──────── Record list

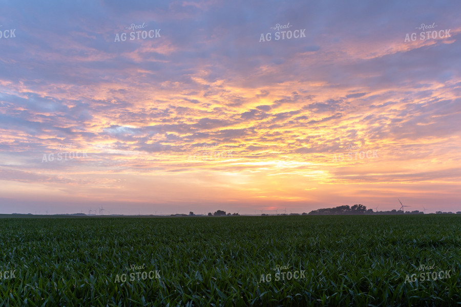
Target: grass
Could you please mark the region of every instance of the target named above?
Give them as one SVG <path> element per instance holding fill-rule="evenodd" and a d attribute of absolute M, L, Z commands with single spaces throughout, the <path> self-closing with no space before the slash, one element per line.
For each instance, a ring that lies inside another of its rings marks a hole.
<path fill-rule="evenodd" d="M 461 306 L 459 215 L 0 221 L 0 305 Z"/>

────────────────

Exercise prompt ▸
Count the lines in the records that contain the string "rule", treating uppercase and lowercase as different, and reply with the number alone.

Answer to this exercise ▸
2